WHAT YOU ARE ASKED TO DO: Can you rewrite the data from the line with "Locate every washing machine control" up to and including the line with "187, 239, 284, 261", swapping "bounding box" for "rectangle" and keeping everything else the same?

SOURCE DATA:
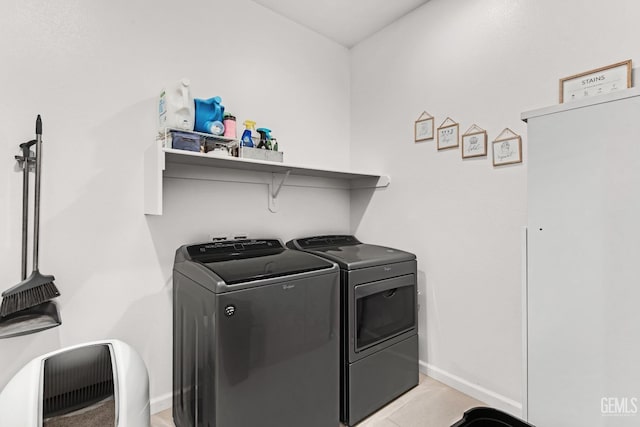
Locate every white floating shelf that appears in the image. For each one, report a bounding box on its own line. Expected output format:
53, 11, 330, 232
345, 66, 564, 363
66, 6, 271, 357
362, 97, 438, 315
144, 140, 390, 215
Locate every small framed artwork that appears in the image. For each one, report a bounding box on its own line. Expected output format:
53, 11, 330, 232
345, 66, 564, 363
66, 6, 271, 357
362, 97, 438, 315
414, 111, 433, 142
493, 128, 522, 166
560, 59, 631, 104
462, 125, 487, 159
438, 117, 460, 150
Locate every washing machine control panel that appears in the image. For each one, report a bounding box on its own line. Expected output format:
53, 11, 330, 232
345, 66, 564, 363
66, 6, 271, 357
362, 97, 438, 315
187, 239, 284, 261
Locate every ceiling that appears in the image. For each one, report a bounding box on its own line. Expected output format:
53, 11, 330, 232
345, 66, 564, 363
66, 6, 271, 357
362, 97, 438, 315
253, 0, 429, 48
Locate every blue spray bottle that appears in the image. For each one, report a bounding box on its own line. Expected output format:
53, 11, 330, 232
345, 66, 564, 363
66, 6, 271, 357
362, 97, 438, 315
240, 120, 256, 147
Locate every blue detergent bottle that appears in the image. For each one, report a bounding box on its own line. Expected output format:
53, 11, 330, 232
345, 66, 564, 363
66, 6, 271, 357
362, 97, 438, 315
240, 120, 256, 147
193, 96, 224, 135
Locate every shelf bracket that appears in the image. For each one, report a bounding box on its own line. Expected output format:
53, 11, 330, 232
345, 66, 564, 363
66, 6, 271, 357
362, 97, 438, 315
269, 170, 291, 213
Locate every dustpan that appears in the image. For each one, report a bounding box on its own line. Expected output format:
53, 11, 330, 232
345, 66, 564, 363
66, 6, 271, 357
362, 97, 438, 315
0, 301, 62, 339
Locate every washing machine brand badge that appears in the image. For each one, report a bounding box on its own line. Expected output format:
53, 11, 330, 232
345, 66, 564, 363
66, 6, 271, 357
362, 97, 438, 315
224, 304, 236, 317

* * *

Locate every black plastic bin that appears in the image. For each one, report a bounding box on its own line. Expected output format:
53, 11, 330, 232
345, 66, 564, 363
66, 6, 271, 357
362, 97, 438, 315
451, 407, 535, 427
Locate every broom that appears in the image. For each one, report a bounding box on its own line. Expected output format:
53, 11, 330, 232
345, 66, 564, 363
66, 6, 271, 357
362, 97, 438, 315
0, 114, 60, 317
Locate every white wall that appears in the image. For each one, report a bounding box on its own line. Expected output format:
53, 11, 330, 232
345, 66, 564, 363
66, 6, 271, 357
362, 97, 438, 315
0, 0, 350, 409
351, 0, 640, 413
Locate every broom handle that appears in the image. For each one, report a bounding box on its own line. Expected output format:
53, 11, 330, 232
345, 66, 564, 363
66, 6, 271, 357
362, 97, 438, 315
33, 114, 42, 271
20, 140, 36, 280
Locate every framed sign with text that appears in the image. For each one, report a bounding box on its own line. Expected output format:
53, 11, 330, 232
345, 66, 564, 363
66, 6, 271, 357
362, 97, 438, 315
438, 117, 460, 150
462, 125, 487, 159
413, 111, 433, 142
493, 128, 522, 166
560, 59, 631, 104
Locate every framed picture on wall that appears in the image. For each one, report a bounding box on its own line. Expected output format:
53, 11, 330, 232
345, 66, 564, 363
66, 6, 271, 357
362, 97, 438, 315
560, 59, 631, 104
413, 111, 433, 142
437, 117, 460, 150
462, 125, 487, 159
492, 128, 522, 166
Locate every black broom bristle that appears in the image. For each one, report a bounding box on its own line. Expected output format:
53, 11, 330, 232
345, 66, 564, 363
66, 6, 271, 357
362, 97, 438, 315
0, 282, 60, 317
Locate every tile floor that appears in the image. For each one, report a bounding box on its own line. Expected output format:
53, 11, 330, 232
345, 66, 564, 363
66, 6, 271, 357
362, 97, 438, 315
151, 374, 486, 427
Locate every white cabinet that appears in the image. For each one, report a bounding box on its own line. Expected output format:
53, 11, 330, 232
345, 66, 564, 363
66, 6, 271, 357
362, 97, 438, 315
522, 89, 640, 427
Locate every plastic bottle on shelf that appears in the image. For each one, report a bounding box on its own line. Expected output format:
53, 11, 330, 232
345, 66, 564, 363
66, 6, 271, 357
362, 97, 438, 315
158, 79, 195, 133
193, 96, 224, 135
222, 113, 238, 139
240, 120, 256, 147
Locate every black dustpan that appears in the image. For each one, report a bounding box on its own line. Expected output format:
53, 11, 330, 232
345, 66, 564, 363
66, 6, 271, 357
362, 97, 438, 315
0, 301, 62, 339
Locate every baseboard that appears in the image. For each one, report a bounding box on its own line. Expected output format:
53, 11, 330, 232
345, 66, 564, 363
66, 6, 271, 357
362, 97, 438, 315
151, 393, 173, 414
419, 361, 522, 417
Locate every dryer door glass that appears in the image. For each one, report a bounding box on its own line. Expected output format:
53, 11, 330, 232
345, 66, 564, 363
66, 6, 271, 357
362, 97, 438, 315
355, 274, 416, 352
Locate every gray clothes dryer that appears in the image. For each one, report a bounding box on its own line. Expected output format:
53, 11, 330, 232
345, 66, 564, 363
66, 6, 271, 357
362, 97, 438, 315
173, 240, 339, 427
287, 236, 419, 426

TASK ANSWER:
Locate every washing machine control panel that appears in the image. For each one, report a rectangle on its own line. Expected output format:
53, 11, 330, 232
345, 66, 564, 363
66, 6, 271, 357
362, 97, 438, 315
187, 239, 284, 261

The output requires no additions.